Task list
• A. Please copy the Badiee biography word for word, from "Habibollah Badiee (حبیب‌الله" up to and including "are considered classics.".
• B. Using the Badiee biography, explain in one to three sentences what Badiee was known for as a musician.

Iranian musician, composer (1933–1992)

Habibollah Badiee (حبیب‌الله بدیعی; 4 April 1933 – 19 October 1992) was an Iranian musician, singer, and composer. He was known for combining Western-style classical violin and Iranian symphonic music. Badiee was considered one of the masters of his generation of Iranian music.

== Biography ==
Habibollah Badiee was born on 4 April 1933, in the Azan Deh village in Savadkuh County, Mazandaran province, Imperial State of Iran. At age 8, his family moved to Tehran. At the age of 17, he started working for Golha radio station, where he was a soloist.

Badiee composed more than 200 songs, some were for other musical artists, and many of which are considered classics.

Dataset records
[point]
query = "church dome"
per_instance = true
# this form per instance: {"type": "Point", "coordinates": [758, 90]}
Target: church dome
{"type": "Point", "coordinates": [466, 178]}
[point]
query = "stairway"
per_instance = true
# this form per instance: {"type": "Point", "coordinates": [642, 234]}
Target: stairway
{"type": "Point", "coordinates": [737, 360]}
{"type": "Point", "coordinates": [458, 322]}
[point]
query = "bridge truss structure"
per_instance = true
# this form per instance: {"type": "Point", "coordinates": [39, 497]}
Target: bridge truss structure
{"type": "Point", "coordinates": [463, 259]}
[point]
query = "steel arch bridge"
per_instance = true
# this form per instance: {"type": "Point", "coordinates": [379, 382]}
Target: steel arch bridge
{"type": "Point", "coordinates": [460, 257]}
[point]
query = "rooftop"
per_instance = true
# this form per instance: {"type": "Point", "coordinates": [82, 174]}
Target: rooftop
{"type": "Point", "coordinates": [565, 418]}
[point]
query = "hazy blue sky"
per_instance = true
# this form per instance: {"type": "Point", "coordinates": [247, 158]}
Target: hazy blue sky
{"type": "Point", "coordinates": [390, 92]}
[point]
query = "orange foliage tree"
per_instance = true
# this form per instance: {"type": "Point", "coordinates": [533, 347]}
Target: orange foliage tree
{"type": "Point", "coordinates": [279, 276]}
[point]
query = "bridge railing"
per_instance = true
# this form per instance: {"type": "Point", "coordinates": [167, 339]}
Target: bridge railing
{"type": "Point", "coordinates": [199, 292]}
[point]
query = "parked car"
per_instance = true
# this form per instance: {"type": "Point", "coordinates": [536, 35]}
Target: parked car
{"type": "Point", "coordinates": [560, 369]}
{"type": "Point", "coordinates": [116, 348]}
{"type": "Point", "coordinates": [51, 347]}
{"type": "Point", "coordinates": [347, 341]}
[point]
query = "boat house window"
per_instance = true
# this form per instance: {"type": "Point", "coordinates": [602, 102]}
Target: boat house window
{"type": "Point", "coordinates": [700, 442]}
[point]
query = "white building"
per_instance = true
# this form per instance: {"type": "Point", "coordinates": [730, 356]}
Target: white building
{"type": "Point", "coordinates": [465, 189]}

Task-by-task results
• A.
Habibollah Badiee (حبیب‌الله بدیعی; 4 April 1933 – 19 October 1992) was an Iranian musician, singer, and composer. He was known for combining Western-style classical violin and Iranian symphonic music. Badiee was considered one of the masters of his generation of Iranian music.

== Biography ==
Habibollah Badiee was born on 4 April 1933, in the Azan Deh village in Savadkuh County, Mazandaran province, Imperial State of Iran. At age 8, his family moved to Tehran. At the age of 17, he started working for Golha radio station, where he was a soloist.

Badiee composed more than 200 songs, some were for other musical artists, and many of which are considered classics.

• B. Badiee was known for combining Western-style classical violin and Iranian symphonic music.